** PROBLEM **
Rewrite the data from the line containing "Task brief for annotators — identify every large" up to and including the last line of the data, requests included. Scale every bounding box coordinate in the answers by 1.3 and round to whole numbers, halves up, and give only those lines.

═══ LISTED ENTRIES ═══

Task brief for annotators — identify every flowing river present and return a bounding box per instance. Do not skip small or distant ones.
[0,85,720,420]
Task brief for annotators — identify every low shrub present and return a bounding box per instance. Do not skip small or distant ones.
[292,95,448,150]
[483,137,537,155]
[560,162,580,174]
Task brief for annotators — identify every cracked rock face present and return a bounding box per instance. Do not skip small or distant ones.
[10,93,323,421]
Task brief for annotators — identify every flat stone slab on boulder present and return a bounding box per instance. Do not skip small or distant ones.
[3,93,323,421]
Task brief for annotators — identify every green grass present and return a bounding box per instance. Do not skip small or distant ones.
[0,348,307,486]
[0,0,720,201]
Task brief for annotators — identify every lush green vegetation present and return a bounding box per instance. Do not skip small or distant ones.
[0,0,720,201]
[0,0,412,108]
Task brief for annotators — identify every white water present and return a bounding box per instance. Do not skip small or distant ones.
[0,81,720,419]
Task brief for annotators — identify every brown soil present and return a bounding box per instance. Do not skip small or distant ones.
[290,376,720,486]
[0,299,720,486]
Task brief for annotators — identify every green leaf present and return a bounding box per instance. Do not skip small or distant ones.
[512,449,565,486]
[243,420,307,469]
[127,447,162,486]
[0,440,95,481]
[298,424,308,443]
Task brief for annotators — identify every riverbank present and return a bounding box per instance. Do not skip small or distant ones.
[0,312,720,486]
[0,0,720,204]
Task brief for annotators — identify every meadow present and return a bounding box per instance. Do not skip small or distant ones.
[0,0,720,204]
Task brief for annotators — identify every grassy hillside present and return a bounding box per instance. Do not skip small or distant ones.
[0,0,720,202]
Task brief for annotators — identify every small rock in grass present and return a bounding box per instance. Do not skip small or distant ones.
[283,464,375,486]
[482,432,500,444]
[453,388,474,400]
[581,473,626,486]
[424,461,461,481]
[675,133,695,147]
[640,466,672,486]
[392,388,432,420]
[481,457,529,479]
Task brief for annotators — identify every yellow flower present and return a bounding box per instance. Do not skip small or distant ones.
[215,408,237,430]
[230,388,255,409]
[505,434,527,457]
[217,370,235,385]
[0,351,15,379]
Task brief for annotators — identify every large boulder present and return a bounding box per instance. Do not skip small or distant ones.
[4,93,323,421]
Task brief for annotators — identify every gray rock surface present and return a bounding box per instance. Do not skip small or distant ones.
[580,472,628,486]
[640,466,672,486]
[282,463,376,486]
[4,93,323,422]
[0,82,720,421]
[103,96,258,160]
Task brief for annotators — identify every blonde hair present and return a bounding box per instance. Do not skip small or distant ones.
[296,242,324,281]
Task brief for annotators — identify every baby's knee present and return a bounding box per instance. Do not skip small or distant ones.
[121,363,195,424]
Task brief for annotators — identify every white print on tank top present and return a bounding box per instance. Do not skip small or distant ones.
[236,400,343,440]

═══

** CORRECT RESULT **
Task brief for annotators — identify every large boulder present and return a bounding box per instance. Do not skip small or distant ones.
[5,121,420,547]
Task brief for annotators — identify every gray rock surface present and return a bounding box per instance. Do not skip small or distant ones.
[754,614,816,632]
[832,606,874,632]
[367,602,489,632]
[5,121,420,549]
[0,107,936,547]
[134,125,335,208]
Task brief for annotators — identify every blonde hair present and return a bounding box per instance. Do not skip small or distant ones.
[385,315,421,365]
Task brief for annotators — identify every baby's knee present and return a bounding box per instance. Do not skip small or distant ones.
[157,472,254,551]
Task brief for annotators — identify every white print on tank top present and return a bounding box per instance. Do not skip small or distant ones.
[307,520,446,572]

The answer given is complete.